# [EXERCICE PROPOSÉ 1]
Comptez les lignes de la liste qui contiennent le mot « mountain » et donnez uniquement ce nombre.

# [EXTRAIT DU DOCUMENT]
Les élus TO TATOU AIA s'oppose à la création de la commission d'enquête chargée d'examiner la gestion de la compagnie AIR TAHITI NUI
Intervention de Madame Thilda FULLER
Rapport N°39-2009 relatif à une proposition de délibération créant une commission d’enquête chargée d’examiner la gestion de la compagnie AIR TAHITI NUI
Monsieur le Président de l’Assemblée de la Polynésie française,
Monsieur le Président de la Polynésie française,
Mesdames et Messieurs les ministres,
Mesdames et Messieurs les représentants à l’Assemblée de la Polynésie française, chers collègues,
Permettez-moi de démarrer mon intervention par une citation :
« C’est dans un contexte de fort développement international qu’Air Tahiti Nui décide d’acquérir en 2002, deux nouveaux Airbus A340-300. (…). À l’origine, les deux appareils avaient été commandés auprès d’Airbus par Swissair pour sa filiale charter AOM. Les Suisses versent une avance de 27 millions de dollars par appareil. Hélas, en juin 2001, la compagnie helvète dépose son bilan, tout comme ses deux filiales AOM et Air liberté.
Que vont devenir les deux appareils ? Et bien, les Airbus vont faire l’objet d’une âpre bagarre entre Airbus, (…), et le repreneur d’AOM et d’Air Lib, Jean-Charles Corbet. Or, contre toute attente, c’est la compagnie Air Tahiti Nui, (…), qui va récupérer les fameux avions. Disons que l’appui de Chirac, réélu en 2002, n’y est pas pour rien. »

(Éléments issus d'une collection d'étiquetage)
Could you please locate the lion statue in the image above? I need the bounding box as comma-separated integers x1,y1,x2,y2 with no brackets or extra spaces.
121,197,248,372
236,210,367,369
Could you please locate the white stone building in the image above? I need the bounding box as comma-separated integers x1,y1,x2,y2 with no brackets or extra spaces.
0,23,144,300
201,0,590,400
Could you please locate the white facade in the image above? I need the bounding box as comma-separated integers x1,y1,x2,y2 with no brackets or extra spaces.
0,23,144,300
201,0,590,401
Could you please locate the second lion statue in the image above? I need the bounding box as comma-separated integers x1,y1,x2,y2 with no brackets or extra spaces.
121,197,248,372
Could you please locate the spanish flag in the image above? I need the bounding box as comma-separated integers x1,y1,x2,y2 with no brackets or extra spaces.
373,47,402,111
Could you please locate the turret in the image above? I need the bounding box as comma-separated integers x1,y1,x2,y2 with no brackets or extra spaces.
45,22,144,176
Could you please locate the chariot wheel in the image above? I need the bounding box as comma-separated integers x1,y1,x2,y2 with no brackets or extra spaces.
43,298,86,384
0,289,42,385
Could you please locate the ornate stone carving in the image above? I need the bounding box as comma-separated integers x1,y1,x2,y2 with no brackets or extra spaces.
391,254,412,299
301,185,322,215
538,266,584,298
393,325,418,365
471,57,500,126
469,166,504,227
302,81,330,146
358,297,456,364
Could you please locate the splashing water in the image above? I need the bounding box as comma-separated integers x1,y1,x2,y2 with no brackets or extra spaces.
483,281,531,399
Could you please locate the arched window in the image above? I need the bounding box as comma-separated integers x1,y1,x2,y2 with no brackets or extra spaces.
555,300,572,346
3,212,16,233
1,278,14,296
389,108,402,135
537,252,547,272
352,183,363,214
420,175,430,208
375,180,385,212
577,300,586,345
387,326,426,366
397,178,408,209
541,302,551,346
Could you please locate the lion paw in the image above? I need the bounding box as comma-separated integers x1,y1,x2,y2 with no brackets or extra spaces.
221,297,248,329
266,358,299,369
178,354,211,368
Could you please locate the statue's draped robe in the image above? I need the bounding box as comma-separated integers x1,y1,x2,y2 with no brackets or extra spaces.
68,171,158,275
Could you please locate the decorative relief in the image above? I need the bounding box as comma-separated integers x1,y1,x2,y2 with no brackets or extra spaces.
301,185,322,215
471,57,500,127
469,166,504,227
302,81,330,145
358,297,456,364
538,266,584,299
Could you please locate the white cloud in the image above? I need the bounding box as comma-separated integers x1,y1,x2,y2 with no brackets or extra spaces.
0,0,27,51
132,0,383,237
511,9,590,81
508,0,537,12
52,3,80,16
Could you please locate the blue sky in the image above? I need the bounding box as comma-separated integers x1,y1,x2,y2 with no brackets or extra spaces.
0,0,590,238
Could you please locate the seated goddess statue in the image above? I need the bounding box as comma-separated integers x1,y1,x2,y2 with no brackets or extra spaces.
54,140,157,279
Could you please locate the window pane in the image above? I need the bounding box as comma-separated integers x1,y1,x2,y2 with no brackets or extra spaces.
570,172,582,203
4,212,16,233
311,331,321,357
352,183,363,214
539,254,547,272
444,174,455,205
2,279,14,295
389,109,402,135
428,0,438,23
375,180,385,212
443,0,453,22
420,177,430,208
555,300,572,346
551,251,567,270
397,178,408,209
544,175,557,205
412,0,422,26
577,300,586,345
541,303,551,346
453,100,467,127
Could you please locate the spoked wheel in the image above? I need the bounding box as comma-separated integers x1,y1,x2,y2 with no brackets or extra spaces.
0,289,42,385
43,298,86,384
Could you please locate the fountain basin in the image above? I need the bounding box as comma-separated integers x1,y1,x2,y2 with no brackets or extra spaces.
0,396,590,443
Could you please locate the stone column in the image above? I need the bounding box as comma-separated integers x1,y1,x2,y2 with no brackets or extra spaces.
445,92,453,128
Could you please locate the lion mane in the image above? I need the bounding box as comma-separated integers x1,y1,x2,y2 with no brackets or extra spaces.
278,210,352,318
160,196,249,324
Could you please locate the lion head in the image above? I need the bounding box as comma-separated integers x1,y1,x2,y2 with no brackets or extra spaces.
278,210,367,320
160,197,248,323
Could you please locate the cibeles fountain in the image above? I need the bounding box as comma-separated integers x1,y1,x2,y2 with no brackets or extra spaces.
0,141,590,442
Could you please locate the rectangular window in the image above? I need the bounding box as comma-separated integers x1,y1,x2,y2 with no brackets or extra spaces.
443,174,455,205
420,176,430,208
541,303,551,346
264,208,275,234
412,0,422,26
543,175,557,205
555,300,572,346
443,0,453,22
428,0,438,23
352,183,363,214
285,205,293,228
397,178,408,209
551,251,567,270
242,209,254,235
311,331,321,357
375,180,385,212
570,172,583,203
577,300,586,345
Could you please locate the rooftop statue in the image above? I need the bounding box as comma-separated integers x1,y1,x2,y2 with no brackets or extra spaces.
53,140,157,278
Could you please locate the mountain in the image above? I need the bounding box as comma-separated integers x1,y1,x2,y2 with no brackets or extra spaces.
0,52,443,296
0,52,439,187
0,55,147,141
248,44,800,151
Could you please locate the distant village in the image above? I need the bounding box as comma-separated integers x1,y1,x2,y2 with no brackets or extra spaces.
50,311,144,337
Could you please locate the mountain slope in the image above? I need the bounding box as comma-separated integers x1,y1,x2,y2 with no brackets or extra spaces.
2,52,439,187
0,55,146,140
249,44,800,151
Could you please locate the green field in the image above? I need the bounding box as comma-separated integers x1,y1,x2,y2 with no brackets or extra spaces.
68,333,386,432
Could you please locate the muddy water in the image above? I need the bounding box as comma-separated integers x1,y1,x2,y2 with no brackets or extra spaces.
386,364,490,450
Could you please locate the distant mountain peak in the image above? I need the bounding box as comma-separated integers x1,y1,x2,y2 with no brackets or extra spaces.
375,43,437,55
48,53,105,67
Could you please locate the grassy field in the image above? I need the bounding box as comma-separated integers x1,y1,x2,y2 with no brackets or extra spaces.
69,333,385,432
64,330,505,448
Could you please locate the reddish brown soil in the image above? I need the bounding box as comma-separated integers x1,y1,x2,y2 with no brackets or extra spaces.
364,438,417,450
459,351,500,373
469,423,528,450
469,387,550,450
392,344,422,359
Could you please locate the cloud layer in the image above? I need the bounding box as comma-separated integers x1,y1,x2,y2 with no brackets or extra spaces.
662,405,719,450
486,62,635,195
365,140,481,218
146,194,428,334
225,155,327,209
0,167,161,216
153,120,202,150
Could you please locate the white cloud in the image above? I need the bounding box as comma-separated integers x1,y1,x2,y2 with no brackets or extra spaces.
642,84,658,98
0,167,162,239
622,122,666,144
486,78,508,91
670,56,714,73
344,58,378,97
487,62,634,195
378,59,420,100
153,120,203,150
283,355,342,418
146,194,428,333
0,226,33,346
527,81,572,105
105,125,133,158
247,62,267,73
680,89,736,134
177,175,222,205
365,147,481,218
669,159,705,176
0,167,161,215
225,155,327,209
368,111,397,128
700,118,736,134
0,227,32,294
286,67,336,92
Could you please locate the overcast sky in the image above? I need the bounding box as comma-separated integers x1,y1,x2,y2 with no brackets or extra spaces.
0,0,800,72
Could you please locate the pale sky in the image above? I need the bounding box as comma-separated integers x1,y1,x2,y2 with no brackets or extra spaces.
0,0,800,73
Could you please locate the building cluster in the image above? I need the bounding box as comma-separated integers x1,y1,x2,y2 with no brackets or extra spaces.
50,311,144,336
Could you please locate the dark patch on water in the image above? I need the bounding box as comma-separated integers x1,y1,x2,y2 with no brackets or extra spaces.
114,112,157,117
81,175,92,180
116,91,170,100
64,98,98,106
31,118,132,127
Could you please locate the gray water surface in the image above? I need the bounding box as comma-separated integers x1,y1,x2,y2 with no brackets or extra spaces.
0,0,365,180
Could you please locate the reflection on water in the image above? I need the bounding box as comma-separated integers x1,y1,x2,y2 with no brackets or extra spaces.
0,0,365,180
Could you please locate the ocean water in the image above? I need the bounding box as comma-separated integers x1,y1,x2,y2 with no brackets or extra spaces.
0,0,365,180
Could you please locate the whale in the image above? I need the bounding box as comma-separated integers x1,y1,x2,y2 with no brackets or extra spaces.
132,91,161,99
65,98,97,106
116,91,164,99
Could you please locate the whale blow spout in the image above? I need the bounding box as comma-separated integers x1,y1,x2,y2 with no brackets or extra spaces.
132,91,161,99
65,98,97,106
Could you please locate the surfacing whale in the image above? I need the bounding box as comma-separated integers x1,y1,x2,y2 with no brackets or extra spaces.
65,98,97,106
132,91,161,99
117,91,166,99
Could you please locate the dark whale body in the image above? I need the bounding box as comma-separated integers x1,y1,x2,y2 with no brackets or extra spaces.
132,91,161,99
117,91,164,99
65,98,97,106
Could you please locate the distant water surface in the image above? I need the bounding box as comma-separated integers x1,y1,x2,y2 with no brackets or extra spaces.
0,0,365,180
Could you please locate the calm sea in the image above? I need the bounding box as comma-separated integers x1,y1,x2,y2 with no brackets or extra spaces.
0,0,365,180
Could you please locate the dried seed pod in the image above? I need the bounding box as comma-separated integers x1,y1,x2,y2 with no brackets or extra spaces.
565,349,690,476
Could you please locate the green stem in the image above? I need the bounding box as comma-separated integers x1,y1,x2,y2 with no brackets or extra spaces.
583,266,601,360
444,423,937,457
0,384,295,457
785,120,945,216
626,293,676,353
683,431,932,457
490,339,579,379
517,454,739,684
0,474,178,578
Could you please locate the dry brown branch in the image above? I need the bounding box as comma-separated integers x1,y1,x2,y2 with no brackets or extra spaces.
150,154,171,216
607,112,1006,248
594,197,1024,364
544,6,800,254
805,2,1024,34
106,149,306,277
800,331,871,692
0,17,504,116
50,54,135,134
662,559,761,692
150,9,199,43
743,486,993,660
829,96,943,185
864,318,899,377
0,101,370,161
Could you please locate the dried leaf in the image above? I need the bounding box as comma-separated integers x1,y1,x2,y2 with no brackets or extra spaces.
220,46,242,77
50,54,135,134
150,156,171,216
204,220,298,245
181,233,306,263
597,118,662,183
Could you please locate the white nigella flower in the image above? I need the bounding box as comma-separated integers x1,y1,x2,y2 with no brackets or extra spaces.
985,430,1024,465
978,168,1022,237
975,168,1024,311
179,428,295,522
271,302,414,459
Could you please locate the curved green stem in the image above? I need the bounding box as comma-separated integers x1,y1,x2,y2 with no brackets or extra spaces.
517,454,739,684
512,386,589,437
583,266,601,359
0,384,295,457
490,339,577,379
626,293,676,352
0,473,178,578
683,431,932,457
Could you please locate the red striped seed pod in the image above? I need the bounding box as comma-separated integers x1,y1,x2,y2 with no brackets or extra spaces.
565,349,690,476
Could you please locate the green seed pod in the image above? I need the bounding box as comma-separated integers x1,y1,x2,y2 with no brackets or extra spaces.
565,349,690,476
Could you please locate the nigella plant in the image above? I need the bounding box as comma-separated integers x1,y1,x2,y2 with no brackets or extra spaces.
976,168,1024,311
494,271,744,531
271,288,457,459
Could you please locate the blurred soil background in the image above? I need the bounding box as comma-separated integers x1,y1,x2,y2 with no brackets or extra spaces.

# [EXERCICE PROPOSÉ 2]
Résumez en deux phrases l'extrait du document qui figure plus haut.

# [RÉPONSE COMPLÈTE 1]
3

# [RÉPONSE COMPLÈTE 2]
Dans une intervention sur le rapport N°39-2009, Madame Thilda FULLER porte l'opposition des élus TO TATOU AIA à la création d'une commission d'enquête sur la gestion de la compagnie AIR TAHITI NUI. Elle ouvre son propos par une citation selon laquelle Air Tahiti Nui a récupéré en 2002 deux Airbus A340-300, commandés à l'origine par Swissair pour sa filiale AOM, après le dépôt de bilan de la compagnie suisse en juin 2001 et avec l'appui de Chirac.